_TASK DETAILS_
Your answer must repeat the full listing, line for line.

_STORED DATA_
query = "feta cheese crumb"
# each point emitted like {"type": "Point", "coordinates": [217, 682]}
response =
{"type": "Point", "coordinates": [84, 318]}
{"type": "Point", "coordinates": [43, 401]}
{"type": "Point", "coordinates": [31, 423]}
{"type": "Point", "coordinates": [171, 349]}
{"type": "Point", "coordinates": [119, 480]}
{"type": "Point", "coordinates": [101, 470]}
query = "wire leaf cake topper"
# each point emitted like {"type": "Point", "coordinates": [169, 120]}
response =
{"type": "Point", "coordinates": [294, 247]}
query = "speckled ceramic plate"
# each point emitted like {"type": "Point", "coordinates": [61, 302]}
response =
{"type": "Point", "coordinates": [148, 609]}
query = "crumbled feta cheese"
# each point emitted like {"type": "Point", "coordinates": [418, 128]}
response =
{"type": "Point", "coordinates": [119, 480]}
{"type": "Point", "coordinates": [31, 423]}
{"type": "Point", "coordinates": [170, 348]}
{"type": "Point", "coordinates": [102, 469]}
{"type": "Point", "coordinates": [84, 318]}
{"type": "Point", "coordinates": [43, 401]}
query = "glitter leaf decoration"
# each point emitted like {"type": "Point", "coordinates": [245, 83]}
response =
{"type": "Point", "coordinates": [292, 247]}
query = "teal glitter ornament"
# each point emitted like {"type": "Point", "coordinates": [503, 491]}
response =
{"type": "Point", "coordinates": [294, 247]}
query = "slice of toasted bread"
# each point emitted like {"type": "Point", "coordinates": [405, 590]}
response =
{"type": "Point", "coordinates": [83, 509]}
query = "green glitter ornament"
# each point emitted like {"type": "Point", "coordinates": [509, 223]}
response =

_RESULT OF THE EXERCISE_
query = "feta cheese crumb"
# each point emitted like {"type": "Point", "coordinates": [217, 682]}
response =
{"type": "Point", "coordinates": [84, 318]}
{"type": "Point", "coordinates": [43, 401]}
{"type": "Point", "coordinates": [31, 423]}
{"type": "Point", "coordinates": [171, 349]}
{"type": "Point", "coordinates": [119, 480]}
{"type": "Point", "coordinates": [101, 470]}
query = "wire leaf cake topper"
# each point emitted like {"type": "Point", "coordinates": [169, 120]}
response =
{"type": "Point", "coordinates": [294, 247]}
query = "speckled ceramic plate"
# each point emitted like {"type": "Point", "coordinates": [61, 302]}
response =
{"type": "Point", "coordinates": [148, 609]}
query = "crumbled feta cheese"
# each point emitted like {"type": "Point", "coordinates": [418, 128]}
response =
{"type": "Point", "coordinates": [119, 480]}
{"type": "Point", "coordinates": [31, 423]}
{"type": "Point", "coordinates": [170, 348]}
{"type": "Point", "coordinates": [102, 469]}
{"type": "Point", "coordinates": [84, 318]}
{"type": "Point", "coordinates": [43, 401]}
query = "glitter leaf decoration"
# each point emitted like {"type": "Point", "coordinates": [245, 83]}
response =
{"type": "Point", "coordinates": [292, 247]}
query = "teal glitter ornament"
# each point emitted like {"type": "Point", "coordinates": [503, 491]}
response =
{"type": "Point", "coordinates": [294, 247]}
query = "slice of toasted bread"
# each point emitted like {"type": "Point", "coordinates": [405, 590]}
response =
{"type": "Point", "coordinates": [83, 509]}
query = "green glitter ornament"
# each point emitted like {"type": "Point", "coordinates": [509, 223]}
response =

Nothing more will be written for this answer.